***** Supplied entries

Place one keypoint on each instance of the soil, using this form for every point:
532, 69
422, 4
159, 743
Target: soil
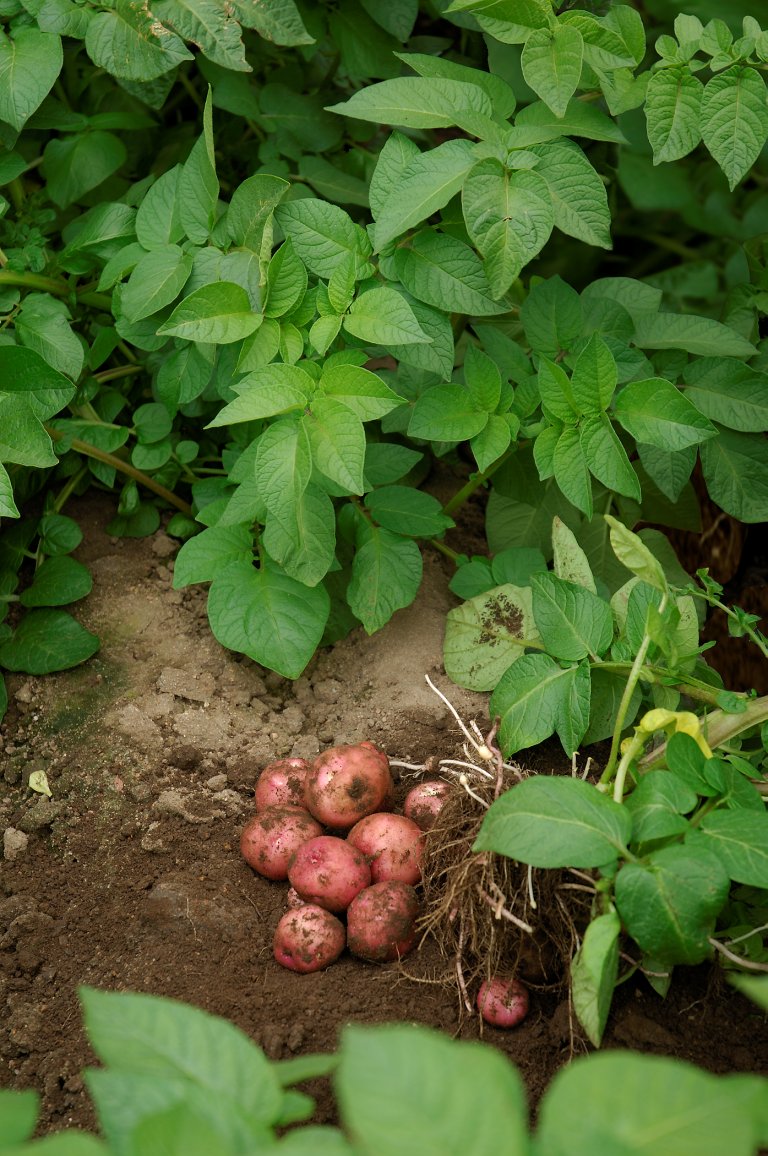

**********

Your task: Update the records above by replacing "soil" with "dirt" everywhere and leaving all else unchanged. Leave the pictures out of your answer.

Reply to the task:
Place one keypoint on each instance of the dirt, using this form for every point:
532, 69
422, 4
159, 743
Target: dirt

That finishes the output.